* OBJECTIF DE L'EXERCICE: Reprenez mot pour mot, s'il vous plaît, le passage choisi en commençant par « EXAMEN EN COMMISSION » et en allant jusqu'à « territoire pour 1999. ».

* PASSAGE CHOISI:

EXAMEN EN COMMISSION
Réunie le jeudi 12 novembre 1998 sous la
présidence de
M. François Trucy, secrétaire, la commission a
examiné, sur le rapport de M. Roger Besse, les crédits de
l'aménagement du territoire pour 1999.
M. Roger Besse, rapporteur spécial, a précisé que les
crédits inscrits au budget de l'aménagement du territoire pour
1999 s'établissent à 1.799,3 millions de francs, en baisse de
-0,35 % par rapport à l'exercice précédent, et que les
autorisations de programme s'élèvent à 1.600,70 millions
de francs, en baisse de -1,35 %.
Ces crédits, a-t-il indiqué, se répartissent entre trois
grandes masses.

* DONNÉES FOURNIES:
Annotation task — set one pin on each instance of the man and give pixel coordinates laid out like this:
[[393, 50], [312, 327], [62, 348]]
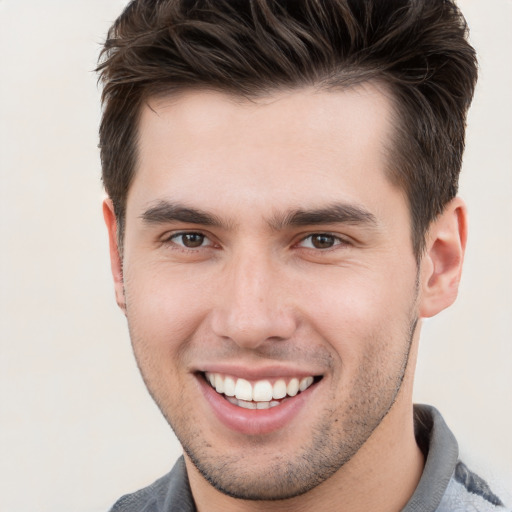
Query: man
[[282, 214]]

* RÉPONSE À L'EXERCICE:
EXAMEN EN COMMISSION
Réunie le jeudi 12 novembre 1998 sous la
présidence de
M. François Trucy, secrétaire, la commission a
examiné, sur le rapport de M. Roger Besse, les crédits de
l'aménagement du territoire pour 1999.